**WHAT THE TASK REQUIRES:** Identify each line in the source records below that contains the string "facade", and copy every such line.

══ RECORD EXCERPTS

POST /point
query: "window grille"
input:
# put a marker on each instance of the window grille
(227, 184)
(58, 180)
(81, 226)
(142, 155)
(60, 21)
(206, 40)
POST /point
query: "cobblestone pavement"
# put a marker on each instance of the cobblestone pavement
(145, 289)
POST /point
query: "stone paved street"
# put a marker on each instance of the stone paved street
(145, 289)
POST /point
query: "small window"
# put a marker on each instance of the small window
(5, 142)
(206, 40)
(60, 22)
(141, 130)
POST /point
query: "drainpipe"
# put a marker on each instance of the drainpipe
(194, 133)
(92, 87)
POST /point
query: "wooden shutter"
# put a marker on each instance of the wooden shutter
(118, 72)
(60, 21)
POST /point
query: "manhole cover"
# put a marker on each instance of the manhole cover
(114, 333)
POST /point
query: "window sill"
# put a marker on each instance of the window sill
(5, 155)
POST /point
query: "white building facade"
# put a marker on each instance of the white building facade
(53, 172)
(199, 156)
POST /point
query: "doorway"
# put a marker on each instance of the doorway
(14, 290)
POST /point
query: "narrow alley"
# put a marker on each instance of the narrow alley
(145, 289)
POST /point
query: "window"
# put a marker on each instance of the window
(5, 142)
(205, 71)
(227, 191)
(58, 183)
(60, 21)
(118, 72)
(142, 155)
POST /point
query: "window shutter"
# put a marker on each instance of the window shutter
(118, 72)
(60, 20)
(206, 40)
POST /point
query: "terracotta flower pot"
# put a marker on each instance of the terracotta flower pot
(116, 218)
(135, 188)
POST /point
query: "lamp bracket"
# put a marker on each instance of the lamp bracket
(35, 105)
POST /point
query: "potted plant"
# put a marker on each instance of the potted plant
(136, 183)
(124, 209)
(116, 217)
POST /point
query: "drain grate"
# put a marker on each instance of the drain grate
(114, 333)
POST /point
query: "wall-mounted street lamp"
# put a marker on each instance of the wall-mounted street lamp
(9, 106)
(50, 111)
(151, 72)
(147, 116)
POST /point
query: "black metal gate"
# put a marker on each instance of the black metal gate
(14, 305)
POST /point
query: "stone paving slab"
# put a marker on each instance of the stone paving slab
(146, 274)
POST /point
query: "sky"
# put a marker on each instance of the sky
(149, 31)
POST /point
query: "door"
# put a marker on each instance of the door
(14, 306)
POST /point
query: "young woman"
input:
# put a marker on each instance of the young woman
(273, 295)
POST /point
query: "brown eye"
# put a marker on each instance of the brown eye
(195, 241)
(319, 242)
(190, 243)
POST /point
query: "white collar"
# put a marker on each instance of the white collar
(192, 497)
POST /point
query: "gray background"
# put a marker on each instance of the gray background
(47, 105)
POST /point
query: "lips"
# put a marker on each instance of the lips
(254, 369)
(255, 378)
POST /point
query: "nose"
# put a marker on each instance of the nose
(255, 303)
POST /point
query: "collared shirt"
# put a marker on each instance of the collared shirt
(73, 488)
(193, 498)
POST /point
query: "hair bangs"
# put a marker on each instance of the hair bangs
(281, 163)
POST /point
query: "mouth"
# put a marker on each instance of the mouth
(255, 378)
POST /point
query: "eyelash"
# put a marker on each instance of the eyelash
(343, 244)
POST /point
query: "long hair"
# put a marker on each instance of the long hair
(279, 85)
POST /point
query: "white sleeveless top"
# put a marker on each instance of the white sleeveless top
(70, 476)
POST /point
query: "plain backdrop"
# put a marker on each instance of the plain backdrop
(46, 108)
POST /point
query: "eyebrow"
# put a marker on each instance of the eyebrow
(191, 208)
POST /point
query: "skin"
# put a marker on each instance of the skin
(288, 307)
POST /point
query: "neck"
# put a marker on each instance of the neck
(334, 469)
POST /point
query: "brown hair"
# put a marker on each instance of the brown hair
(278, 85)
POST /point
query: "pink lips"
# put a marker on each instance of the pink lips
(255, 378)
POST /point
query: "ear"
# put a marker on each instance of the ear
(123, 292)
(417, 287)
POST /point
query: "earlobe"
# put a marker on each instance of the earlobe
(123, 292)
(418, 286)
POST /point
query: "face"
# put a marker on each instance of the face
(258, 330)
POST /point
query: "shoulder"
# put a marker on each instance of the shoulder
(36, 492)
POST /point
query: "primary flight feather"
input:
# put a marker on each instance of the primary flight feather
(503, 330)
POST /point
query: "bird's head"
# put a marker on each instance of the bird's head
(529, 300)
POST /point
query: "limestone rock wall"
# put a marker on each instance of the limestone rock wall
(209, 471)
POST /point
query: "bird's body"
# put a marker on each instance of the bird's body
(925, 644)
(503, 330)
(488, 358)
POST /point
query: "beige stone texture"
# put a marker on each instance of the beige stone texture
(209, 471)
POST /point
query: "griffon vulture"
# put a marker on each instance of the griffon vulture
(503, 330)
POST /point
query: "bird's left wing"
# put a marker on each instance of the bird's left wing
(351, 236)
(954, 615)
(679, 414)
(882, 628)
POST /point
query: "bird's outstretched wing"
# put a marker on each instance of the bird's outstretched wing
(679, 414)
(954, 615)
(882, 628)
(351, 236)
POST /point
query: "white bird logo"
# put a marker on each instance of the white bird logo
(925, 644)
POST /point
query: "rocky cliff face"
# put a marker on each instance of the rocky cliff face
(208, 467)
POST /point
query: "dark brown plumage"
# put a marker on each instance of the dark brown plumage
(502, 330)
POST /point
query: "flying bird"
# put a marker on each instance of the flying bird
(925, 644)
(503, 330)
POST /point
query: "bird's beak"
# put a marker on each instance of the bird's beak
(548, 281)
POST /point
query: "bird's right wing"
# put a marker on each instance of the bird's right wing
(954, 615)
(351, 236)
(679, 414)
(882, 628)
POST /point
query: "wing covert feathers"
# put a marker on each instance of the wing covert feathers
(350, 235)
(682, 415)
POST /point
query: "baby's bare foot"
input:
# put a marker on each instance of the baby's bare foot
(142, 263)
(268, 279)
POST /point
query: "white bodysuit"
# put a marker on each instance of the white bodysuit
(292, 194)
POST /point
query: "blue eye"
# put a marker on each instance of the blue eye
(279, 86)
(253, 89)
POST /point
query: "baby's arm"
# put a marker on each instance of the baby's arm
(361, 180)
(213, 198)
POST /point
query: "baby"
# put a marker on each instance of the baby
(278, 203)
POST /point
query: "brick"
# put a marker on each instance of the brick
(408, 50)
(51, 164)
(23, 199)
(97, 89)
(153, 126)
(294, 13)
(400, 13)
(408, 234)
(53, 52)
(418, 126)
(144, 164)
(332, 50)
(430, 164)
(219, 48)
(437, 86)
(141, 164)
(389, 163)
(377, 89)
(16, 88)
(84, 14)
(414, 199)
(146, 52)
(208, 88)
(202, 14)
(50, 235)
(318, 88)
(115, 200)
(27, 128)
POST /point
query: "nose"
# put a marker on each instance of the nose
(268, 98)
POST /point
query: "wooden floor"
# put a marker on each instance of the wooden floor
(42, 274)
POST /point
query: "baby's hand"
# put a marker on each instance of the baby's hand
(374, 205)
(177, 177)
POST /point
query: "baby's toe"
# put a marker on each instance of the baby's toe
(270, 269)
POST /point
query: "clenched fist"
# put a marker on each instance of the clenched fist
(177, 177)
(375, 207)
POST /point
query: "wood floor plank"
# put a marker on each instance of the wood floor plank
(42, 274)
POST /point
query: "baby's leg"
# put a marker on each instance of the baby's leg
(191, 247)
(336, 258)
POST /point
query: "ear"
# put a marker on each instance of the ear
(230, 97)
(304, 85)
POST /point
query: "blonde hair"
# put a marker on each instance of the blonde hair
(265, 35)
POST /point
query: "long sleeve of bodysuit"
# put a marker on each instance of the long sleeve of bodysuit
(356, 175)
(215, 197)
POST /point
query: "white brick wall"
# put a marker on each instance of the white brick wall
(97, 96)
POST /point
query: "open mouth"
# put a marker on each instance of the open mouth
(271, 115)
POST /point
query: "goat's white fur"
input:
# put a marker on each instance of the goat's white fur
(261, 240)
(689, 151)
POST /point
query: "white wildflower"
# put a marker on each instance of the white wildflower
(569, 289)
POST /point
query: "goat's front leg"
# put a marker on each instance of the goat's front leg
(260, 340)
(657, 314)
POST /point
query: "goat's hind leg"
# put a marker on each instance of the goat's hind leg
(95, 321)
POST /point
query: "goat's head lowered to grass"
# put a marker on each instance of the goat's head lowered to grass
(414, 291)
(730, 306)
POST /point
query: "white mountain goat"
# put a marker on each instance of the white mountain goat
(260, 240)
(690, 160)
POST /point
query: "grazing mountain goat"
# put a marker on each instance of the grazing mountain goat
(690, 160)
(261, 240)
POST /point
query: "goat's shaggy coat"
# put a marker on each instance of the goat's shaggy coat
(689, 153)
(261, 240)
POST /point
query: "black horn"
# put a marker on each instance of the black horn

════

**EXERCISE OUTPUT:**
query: "white building facade"
# put a marker on each instance of the white building facade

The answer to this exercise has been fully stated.